## Point-based annotation data
● ● ●
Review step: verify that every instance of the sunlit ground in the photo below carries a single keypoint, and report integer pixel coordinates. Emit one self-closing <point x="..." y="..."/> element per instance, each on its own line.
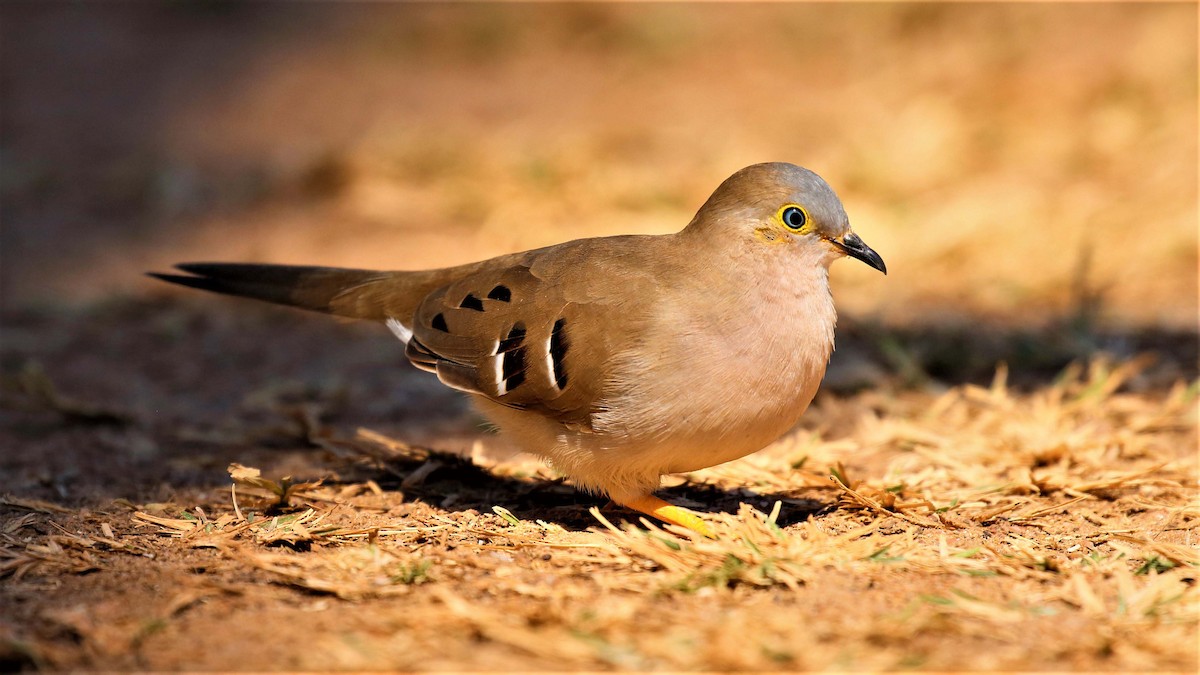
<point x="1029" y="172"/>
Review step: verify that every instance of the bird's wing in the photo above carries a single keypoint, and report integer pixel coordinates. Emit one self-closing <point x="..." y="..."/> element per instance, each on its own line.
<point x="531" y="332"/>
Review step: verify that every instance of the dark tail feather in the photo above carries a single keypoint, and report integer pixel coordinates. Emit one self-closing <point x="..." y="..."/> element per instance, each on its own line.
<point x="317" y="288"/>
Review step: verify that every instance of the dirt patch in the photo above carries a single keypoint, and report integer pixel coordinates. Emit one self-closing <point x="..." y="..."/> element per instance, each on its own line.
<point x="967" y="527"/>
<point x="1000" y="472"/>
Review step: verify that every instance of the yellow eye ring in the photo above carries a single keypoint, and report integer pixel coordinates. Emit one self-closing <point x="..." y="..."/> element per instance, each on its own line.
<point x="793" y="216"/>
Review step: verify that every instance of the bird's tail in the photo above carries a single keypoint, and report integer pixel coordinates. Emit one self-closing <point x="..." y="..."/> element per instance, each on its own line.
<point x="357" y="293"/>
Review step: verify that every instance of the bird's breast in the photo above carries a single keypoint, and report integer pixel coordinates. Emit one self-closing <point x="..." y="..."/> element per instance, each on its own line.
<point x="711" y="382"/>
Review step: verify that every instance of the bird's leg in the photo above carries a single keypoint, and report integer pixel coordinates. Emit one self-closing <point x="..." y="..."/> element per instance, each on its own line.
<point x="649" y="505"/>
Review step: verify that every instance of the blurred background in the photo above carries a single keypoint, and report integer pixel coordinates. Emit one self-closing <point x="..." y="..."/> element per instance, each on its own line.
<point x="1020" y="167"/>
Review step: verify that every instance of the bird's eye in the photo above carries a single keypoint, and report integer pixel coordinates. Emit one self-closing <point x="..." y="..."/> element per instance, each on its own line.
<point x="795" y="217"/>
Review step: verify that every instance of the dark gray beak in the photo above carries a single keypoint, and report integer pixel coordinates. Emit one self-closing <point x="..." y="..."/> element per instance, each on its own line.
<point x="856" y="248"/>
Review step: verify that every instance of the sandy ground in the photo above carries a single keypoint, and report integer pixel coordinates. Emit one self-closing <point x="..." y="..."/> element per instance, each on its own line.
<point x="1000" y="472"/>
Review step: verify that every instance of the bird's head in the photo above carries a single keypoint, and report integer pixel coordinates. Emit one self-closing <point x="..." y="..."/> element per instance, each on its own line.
● ● ●
## SET EXERCISE
Reproduce the material above in full, exactly, with no images.

## COMPLETED TASK
Review step: verify that every instance of the sunlit ground in the photo below carries a single keypoint, and report integer pixel coordinates. Emit one self-closing <point x="..." y="..."/> element per instance, each on its own line.
<point x="1029" y="172"/>
Review step: verify that every instance of the bird's wing in the photo above carries a single keypoint, and report integer pixel coordinates. Emit one self-closing <point x="..." y="..."/> element per instance, each on its own line.
<point x="531" y="332"/>
Review step: verify that every instance of the dark tail feather in the photo above carries a single keypoint, and report integer pixel coordinates. Emit one self-closing <point x="..." y="..."/> element per instance, each on its own line.
<point x="317" y="288"/>
Review step: verify that every instance of the dirt patch in the photo above carries a single keypoint, and report integer pixel coordinates. Emit one self-closing <point x="..." y="..."/> element per instance, each on its own line.
<point x="967" y="527"/>
<point x="1000" y="472"/>
Review step: verify that every instance of the yellow eye ring in the photo above carries a single keypoint, and report integer pixel coordinates. Emit one self-closing <point x="..." y="..."/> element per instance, each on its own line.
<point x="793" y="216"/>
Review step: verify that every instance of the bird's tail in the photo above carries a single keypoint, and report integer pixel coordinates. Emit one self-closing <point x="..." y="..."/> element per instance, each on its own line.
<point x="357" y="293"/>
Review step: verify that every instance of the bird's breast in the photo above carries a single keypoint, and report integer pixel coordinates. Emit one self-closing <point x="..." y="..."/> element per instance, each on its own line.
<point x="711" y="382"/>
Review step: verify that every instance of the bird's leg in the photo above carries a single keypoint, and report integer pixel coordinates. Emit one self-closing <point x="..." y="..."/> element per instance, each on its own line.
<point x="649" y="505"/>
Review step: verify that every instance of the blurred background in the photo above carries a single keypoint, and report integer pixel coordinates. Emit one self-closing <point x="..." y="..."/> element per instance, each on its own line.
<point x="1020" y="167"/>
Review step: verify that every instance of the bird's eye in the photo above carries a single keypoint, and report integer pixel coordinates. Emit one self-closing <point x="..." y="..."/> element per instance, each on its own line.
<point x="795" y="217"/>
Review step: verify that every instance of the dark gray beak in the photo above carries a single keypoint, and report integer pixel coordinates. Emit one self-closing <point x="..." y="..."/> element per instance, each on its own line.
<point x="856" y="248"/>
Review step: verify that every instance of the sandy ground in the photo above carries a single keypoint, and report integer pixel coordinates. Emit one self-closing <point x="..." y="..."/> element per instance, each on its own line.
<point x="1000" y="472"/>
Review step: verify that every instance of the bird's head in the photo above carries a single keypoint, and report integer pixel coordinates. Emit one self-closing <point x="..." y="..."/> element per instance, each on its own line.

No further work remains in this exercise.